[[ SELECTED TEXT open ]]

Chu Moy had a feeling something was wrong.
In the chaotic hours after a hijacked plane slammed into the Pentagon on Sept. 11, 2001, no one in her family had been able to reach her son Ted, a civilian employee in the Defense Department.
Ted, 48, was one of five Moy children. She had seen him only a couple of days earlier, at their regular Sunday night family dinner. Ted lived a few miles from her Silver Spring townhouse, as did the rest of her offspring and nine grandchildren. She was at home when the frantic chain of phone calls began. For hours, the Moy siblings repeatedly called Ted’s wife, Madeline, area hospitals and one another as they tried to find Ted. They were also fielding calls from his colleagues asking whether they had heard from him. By that evening, no one had.
On Sept. 14, Teddington Hamm Moy was officially listed among the presumed dead.
Chu Moy was “deeply hurt,” her son Eddie Moy said.
“She didn’t say much. She was not the type of person who showed off emotions.”
But the pain was obvious. “She agonized over the way he died in such horrendous circumstances,” Eddie Moy recalled.
And it was not her first experience with a sudden, wrenching loss.
Chu Oi Wu was born Oct. 26, 1928, in Canton, China, where she met her future husband, Hamm Hong Moy, just after World War II. Hamm was serving in the U.S. Air Force at the time and was visiting family in a nearby town. He had left Canton a decade earlier to join his father in Alexandria, Va. After graduating from high school in Springfield, Hamm Moy fought in Germany with the U.S. Army and was awarded a Purple Heart. He and Chu married in 1947. He was 22 years old, and she was 18.
Chu Moy followed her husband back to Washington, where her in-laws owned a restaurant on U Street NW. The Chinatown she encountered was centered on the 600 block of H Street NW. The community had resettled there two decades earlier after the building of Federal Triangle forced it from Pennsylvania Avenue, where it had been since the late 1800s. Unlike today’s sterile, post-Verizon Center canyon of chain stores, Chinatown then had a seamier side. Heroin and gambling kept the Metropolitan Police Department, including the Morals Division, as narcotics cops were called then, busy. A series of police raids through the 1950s netted the likes of Dear Check Quong, a.k.a. Joe Little, and Ernest Newton White, a.k.a. Alcatraz Whitey, and other colorfully named ne’er-do-wells.

[[ SELECTED TEXT closed ]]
[[ AVAILABLE DATA open ]]

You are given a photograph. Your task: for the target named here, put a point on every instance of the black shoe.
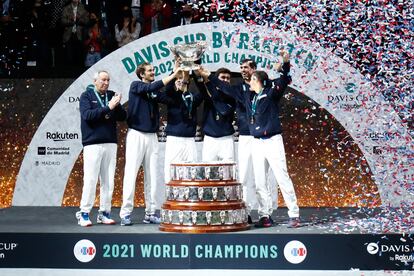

[[ AVAILABLE DATA closed ]]

WORK INSTRUCTIONS =>
A: In the article about Chu Moy, write out the passage starting at "Chu Oi Wu was" and ending at "she was 18.".
B: Say whether each statement agrees with the article about Chu Moy, answering yes or no and quoting the deciding words: (i) Chu Moy and Hamm Hong Moy married in 1947. (ii) Ted was one of four Moy children. (iii) Hamm Moy fought in Germany with the U.S. Air Force.

COMPLETED EXERCISE =>
A:
Chu Oi Wu was born Oct. 26, 1928, in Canton, China, where she met her future husband, Hamm Hong Moy, just after World War II. Hamm was serving in the U.S. Air Force at the time and was visiting family in a nearby town. He had left Canton a decade earlier to join his father in Alexandria, Va. After graduating from high school in Springfield, Hamm Moy fought in Germany with the U.S. Army and was awarded a Purple Heart. He and Chu married in 1947. He was 22 years old, and she was 18.

B:
(i) Yes: "He and Chu married in 1947."
(ii) No: "Ted, 48, was one of five Moy children."
(iii) No: "Hamm Moy fought in Germany with the U.S. Army and was awarded a Purple Heart."